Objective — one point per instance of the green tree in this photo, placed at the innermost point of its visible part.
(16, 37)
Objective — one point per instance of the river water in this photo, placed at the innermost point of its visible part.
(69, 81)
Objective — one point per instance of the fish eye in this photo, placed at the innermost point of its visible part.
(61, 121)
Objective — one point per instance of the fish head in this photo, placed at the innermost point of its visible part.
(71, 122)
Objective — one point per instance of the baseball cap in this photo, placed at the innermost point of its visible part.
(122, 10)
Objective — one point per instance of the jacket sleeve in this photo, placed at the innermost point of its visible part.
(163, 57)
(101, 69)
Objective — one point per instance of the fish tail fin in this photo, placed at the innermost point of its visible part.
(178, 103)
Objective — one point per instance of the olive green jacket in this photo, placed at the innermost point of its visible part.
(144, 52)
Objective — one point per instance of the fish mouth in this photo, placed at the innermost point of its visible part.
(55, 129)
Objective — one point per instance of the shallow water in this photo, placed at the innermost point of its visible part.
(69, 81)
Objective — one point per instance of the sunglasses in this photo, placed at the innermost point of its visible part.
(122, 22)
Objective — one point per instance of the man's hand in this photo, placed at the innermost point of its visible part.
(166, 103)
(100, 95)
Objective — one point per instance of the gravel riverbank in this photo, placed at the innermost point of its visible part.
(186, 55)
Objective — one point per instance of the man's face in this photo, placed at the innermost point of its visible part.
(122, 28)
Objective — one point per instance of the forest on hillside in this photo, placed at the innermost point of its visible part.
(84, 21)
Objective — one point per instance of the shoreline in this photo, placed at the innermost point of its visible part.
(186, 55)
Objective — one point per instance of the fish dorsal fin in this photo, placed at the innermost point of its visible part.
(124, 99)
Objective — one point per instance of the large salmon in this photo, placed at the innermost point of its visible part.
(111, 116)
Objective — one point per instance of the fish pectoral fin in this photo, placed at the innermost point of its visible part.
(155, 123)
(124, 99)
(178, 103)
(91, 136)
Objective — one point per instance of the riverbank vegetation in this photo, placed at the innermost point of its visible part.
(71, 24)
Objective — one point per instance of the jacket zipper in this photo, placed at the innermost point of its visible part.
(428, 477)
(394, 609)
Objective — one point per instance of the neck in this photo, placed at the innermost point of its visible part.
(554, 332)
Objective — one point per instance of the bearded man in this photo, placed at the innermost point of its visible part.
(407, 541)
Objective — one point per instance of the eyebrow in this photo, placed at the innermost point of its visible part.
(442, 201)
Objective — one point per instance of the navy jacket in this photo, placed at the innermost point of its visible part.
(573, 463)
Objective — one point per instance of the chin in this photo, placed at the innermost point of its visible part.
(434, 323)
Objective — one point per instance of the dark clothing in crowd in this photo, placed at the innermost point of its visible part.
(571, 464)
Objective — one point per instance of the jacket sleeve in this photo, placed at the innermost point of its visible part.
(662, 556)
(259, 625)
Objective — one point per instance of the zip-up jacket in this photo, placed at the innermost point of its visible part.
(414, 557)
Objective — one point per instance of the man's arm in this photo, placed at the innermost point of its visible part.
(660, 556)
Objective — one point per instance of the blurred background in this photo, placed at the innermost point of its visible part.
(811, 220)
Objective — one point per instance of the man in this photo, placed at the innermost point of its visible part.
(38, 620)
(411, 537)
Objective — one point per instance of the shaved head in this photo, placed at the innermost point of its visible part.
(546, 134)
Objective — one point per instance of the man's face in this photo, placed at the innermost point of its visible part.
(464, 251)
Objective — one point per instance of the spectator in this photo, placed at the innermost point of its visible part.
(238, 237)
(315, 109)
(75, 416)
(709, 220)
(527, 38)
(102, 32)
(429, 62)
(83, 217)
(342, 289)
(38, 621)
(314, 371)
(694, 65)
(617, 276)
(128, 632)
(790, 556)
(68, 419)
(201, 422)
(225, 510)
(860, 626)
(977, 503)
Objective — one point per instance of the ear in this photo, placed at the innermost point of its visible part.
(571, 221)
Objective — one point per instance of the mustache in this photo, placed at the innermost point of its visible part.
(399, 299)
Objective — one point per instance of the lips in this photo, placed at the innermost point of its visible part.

### Stated task
Reproduce every one of the records above word for word, keeping each line unchanged.

### Right answer
Objective — one point per instance of the green tree in this photo, placed at the innermost point of its visible part.
(16, 37)
Objective — one point per instance of the river water in this photo, placed at the innermost point of its visible part.
(69, 81)
Objective — one point per instance of the fish eye in this photo, placed at the innermost point of its visible part.
(61, 121)
Objective — one point per instance of the fish head in this photo, placed at the innermost point of its visible part.
(71, 122)
Objective — one point per instance of the baseball cap in this photo, placed at the innermost point of its visible part.
(122, 10)
Objective — one point per instance of the jacket sleeve in this photo, placed at the innermost point of its visible part.
(163, 57)
(101, 69)
Objective — one point per instance of the fish tail fin in this photo, placed at the innermost point of its visible part.
(178, 103)
Objective — one point per instance of the olive green jacket in this photo, placed at the innermost point of its visible part.
(144, 52)
Objective — one point per instance of the fish mouth in this photo, placed at the innermost point of its visible part.
(55, 129)
Objective — one point per instance of the shallow water in this photo, placed at the innermost point of its visible part.
(69, 81)
Objective — one point per instance of the sunglasses in this photo, placed at the innermost point of its visible part.
(122, 22)
Objective — one point per instance of the man's hand in this photo, placed at the innermost point of its visible part.
(166, 103)
(100, 95)
Objective — one point per instance of the gravel riverbank in this photo, placed at the innermost point of its visible part.
(186, 55)
Objective — one point per instance of the man's face in this photo, placed at the innermost point of its visible part.
(122, 28)
Objective — one point per instance of the forest on hillside in this photo, placed at the innermost point of its visible part.
(84, 21)
Objective — one point per instance of the shoreline in this photo, placed at the innermost point of its visible part.
(186, 55)
Objective — one point per instance of the fish dorsal fin in this photo, placed at the innermost point of its visible part.
(124, 99)
Objective — one point per instance of the large salmon in this photo, placed at the innermost point of its visible part.
(111, 116)
Objective — one point per instance of the fish pectoral fin in this photo, placed at the innermost point of its visible part.
(155, 123)
(124, 99)
(178, 103)
(91, 136)
Objective — one point per instance of the riverbank vegetation in this photo, placed at the innermost point of its visible part.
(71, 24)
Objective — one point per instance of the jacket zipper in this photo, placed at the innermost point of its visible part.
(428, 477)
(394, 609)
Objective — one point per instance of the neck in this photo, placed at the innermost point of its visible part.
(554, 332)
Objective — one point per instance of the bearded man in this photo, placed at the innermost point of its visible part.
(407, 541)
Objective — one point per instance of the eyebrow in this photo, placed at the innermost point of its visible part.
(442, 201)
Objective — one point per instance of the navy jacket in this photo, placed at the innermost point of its visible part.
(573, 463)
Objective — one point per instance of the chin in this photo, placed at the innermost point of its visible part.
(434, 323)
Objective — one point per instance of the dark clothing in crowd in this photo, placed at the innermost point of its visible part.
(571, 464)
Objective — one point per instance of the jacket sleeve in this photo, placed at the innermost point of its visible part.
(662, 556)
(259, 625)
Objective — one point per instance of the zip-up jacket in this photo, placed at the innermost point of its visible part.
(414, 557)
Objective — one point per instance of the man's arm in this photo, placed at the innermost point of its visible part.
(660, 556)
Objective — one point per instance of the blurred background in this photo, placed at the innermost point of its visible part.
(811, 220)
Objective — one point per instance of the man in this photo, placed at the innermost point of its visible part.
(38, 620)
(411, 537)
Objective — one point per instance of the shaved head in this photo, placed at the innermost point of its visible part.
(546, 134)
Objective — one point per instance of the man's face in this photo, placed at the innermost point of its visible part.
(464, 251)
Objective — one point per instance of the spectator in this photo, placed at the innermost point of its visible part.
(238, 237)
(315, 109)
(75, 416)
(709, 220)
(527, 38)
(102, 32)
(429, 62)
(83, 217)
(342, 289)
(38, 621)
(314, 371)
(694, 65)
(617, 276)
(128, 632)
(790, 556)
(68, 419)
(201, 422)
(225, 510)
(860, 626)
(977, 503)
Objective — one point per instance of the ear in this photo, placed at the innermost point of its visible part.
(571, 221)
Objective — one point per instance of the mustache in this photo, placed at the innermost point of its visible part.
(399, 299)
Objective — one point per instance of the lips in this photo, placed at the innermost point of its visible part.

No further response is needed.